## Consigne
Affichez chaque ligne des entrées ci-dessous qui contient le mot « positive ».

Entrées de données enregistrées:
>>
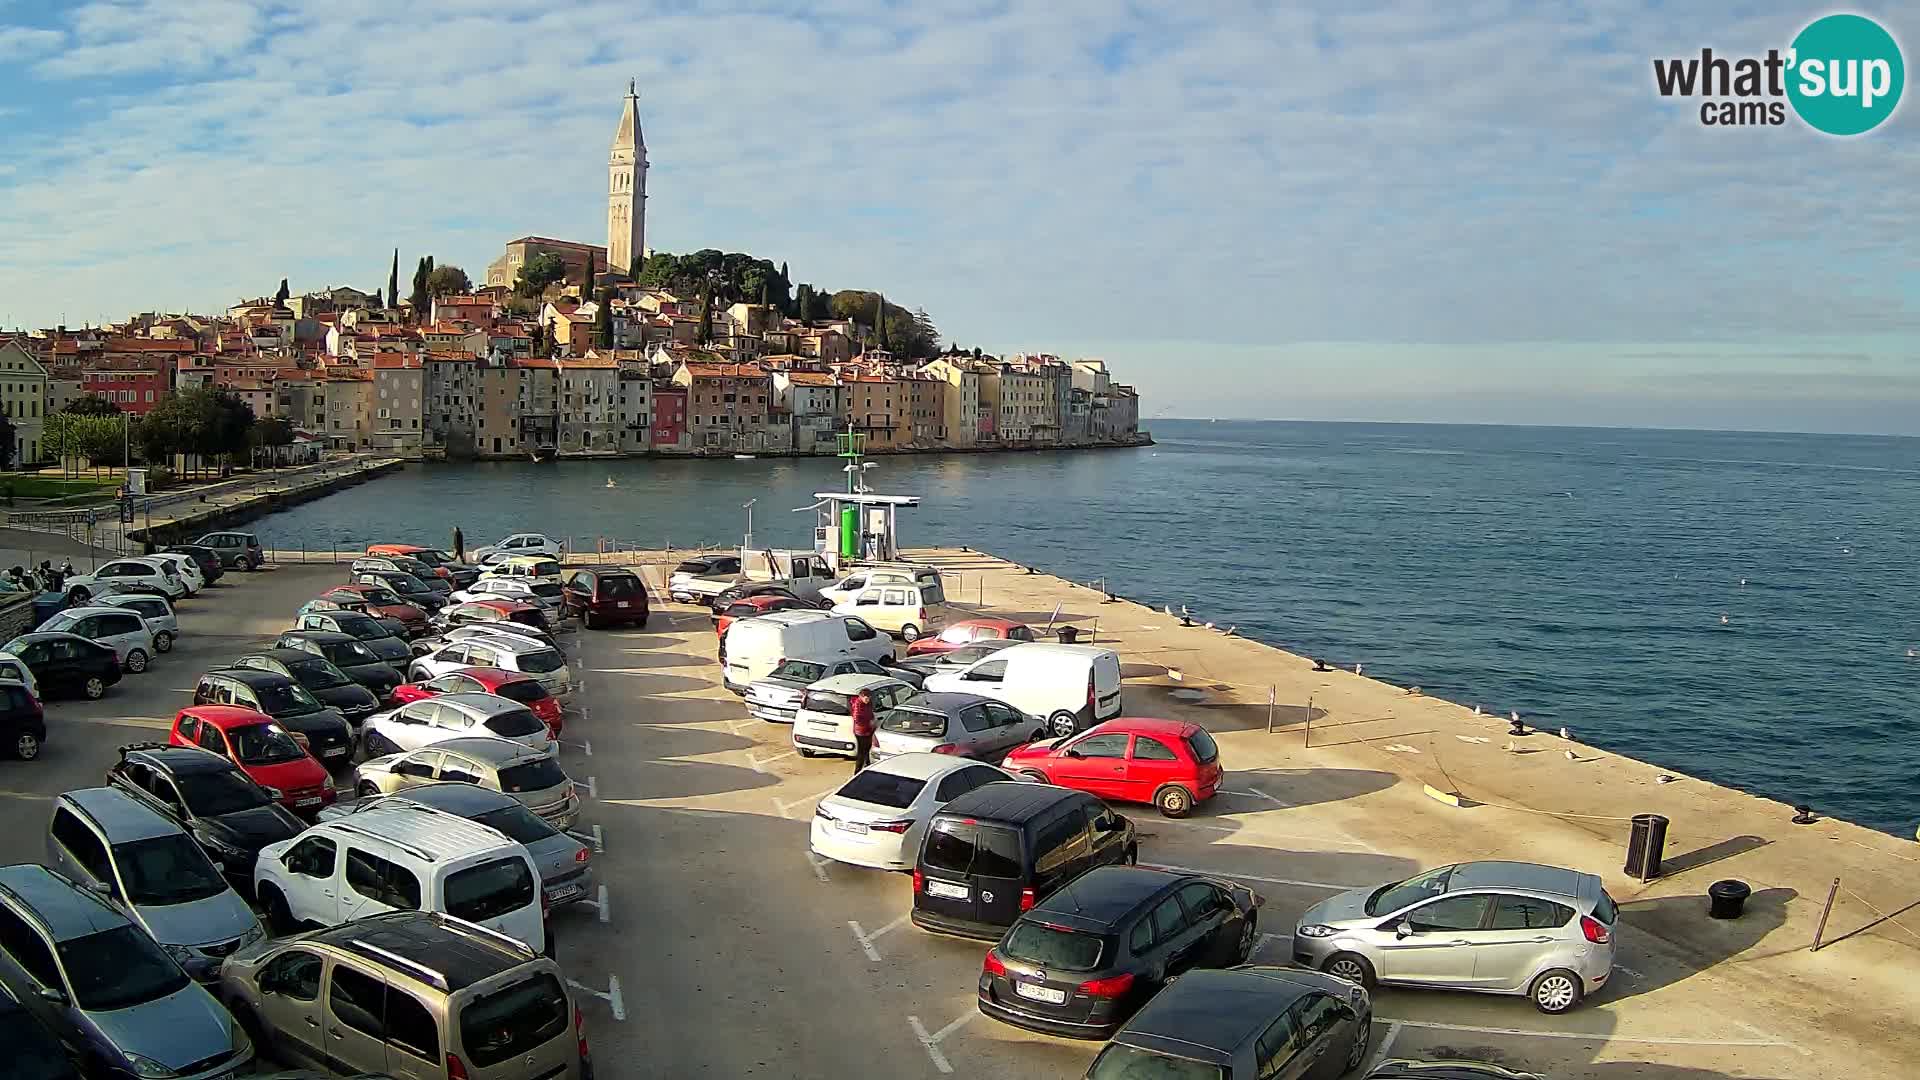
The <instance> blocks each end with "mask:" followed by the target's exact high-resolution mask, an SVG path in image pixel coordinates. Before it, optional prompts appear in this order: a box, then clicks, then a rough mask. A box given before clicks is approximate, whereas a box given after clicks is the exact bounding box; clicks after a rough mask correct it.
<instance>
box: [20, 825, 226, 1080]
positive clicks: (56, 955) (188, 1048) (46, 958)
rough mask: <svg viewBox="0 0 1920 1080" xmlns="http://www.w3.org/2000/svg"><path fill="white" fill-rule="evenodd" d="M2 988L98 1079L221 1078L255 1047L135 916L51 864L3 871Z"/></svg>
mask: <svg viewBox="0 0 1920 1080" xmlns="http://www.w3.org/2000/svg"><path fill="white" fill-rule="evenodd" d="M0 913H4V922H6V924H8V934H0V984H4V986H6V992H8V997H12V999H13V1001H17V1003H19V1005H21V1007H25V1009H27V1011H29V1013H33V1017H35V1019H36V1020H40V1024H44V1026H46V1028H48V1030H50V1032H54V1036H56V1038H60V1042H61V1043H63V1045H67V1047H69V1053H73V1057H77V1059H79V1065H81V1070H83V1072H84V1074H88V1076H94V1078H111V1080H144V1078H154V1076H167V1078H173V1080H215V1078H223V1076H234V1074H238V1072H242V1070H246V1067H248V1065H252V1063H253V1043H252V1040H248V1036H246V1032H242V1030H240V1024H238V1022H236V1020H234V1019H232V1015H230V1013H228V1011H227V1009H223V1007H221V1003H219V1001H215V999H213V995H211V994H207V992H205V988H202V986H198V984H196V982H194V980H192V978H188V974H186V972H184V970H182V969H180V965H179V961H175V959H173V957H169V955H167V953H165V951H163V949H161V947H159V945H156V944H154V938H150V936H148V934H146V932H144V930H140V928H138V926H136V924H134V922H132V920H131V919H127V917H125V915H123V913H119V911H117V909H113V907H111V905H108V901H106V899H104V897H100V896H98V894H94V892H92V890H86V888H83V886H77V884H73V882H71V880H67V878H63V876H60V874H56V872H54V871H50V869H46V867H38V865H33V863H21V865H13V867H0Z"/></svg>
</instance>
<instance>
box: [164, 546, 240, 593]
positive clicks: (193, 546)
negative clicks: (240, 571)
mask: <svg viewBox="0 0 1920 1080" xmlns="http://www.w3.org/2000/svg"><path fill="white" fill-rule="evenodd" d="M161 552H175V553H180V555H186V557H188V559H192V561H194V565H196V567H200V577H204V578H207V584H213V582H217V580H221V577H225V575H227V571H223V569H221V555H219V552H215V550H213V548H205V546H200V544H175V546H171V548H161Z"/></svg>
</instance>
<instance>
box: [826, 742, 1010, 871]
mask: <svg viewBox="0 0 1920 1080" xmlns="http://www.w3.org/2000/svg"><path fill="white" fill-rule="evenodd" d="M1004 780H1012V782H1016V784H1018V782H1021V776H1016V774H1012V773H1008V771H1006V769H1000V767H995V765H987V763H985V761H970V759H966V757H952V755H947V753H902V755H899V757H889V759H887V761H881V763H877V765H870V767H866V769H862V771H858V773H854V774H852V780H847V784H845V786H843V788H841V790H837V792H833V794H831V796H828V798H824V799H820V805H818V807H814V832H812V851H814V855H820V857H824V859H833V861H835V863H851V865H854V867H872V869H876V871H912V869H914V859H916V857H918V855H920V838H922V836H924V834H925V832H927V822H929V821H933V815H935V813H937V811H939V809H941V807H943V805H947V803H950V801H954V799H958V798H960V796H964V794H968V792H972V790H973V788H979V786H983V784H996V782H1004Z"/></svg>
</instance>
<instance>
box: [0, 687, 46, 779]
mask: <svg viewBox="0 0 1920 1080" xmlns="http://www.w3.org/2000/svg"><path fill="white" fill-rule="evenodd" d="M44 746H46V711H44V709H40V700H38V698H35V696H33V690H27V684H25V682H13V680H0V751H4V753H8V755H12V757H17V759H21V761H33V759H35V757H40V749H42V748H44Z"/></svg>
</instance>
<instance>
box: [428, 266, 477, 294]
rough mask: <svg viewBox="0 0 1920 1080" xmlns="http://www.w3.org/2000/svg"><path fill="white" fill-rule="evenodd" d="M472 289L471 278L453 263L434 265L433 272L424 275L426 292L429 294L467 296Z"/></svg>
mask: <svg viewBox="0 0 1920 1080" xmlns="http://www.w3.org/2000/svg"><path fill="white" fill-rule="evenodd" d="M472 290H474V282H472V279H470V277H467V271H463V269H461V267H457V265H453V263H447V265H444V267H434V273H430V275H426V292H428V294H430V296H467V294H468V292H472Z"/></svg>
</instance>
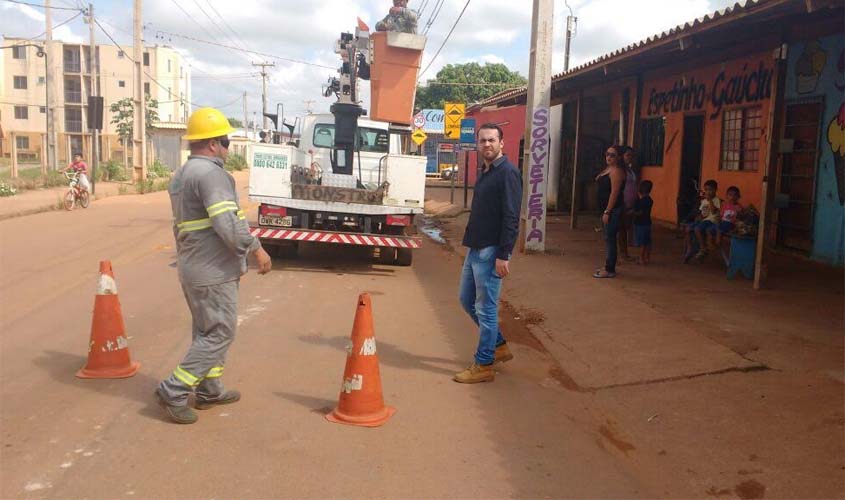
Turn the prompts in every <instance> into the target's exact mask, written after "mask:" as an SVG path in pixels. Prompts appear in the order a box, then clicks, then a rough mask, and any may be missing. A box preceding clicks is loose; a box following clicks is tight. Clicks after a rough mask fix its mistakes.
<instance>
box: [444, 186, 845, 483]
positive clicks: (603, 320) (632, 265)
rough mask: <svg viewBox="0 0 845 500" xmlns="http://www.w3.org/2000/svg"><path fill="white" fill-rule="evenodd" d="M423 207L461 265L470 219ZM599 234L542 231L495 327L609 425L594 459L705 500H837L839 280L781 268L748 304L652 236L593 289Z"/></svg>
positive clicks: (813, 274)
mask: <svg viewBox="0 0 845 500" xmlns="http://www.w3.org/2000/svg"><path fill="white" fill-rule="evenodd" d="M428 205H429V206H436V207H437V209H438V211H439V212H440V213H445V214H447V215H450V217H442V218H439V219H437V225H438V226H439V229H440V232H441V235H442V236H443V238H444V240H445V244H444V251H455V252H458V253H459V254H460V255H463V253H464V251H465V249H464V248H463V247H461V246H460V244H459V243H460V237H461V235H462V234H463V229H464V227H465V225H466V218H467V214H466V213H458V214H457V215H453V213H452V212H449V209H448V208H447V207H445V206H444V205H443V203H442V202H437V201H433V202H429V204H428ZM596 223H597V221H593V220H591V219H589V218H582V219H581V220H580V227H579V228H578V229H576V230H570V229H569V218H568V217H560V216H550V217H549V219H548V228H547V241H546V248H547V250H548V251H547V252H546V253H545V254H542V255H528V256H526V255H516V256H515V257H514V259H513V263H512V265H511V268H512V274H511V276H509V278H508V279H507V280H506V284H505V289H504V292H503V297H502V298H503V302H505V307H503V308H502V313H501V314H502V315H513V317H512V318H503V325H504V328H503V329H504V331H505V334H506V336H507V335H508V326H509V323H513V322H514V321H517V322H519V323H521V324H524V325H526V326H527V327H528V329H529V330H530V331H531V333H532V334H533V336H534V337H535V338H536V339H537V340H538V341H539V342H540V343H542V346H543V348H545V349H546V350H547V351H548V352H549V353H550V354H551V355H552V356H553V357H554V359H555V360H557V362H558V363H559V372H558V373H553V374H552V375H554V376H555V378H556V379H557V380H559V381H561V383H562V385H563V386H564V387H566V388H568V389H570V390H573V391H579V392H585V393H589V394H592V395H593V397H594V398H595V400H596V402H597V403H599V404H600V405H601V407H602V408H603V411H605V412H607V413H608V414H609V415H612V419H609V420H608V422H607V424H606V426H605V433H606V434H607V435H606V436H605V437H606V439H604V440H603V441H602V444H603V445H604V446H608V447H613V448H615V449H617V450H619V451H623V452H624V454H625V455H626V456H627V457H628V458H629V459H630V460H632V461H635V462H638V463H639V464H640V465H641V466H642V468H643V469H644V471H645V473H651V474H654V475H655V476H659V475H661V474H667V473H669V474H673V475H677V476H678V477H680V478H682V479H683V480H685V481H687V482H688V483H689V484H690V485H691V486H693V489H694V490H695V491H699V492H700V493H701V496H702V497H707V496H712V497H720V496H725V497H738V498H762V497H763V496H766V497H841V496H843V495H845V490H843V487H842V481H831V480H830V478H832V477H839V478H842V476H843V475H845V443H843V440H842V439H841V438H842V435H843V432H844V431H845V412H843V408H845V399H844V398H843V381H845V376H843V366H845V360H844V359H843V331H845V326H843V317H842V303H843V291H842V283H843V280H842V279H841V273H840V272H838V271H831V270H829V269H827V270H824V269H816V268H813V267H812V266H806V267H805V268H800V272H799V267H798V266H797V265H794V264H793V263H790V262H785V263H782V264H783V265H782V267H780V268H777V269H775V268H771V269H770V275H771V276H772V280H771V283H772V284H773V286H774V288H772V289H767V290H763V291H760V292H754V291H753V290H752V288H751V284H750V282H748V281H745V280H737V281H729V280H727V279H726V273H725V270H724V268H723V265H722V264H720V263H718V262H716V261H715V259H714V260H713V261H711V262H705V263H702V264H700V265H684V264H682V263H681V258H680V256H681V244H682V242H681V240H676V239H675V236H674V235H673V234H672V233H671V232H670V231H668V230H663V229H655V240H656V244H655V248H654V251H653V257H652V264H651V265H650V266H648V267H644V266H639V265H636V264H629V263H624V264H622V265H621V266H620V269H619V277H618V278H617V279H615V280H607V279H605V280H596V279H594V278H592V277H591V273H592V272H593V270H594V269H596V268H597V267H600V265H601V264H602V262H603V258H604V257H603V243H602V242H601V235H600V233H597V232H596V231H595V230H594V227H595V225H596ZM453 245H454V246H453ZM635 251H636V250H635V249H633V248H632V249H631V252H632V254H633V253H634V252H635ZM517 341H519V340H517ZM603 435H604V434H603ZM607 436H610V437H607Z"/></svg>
<<
## Zone de réponse
positive clicks: (56, 955) (188, 1048) (46, 958)
positive clicks: (193, 546)
positive clicks: (603, 320) (632, 265)
positive clicks: (813, 274)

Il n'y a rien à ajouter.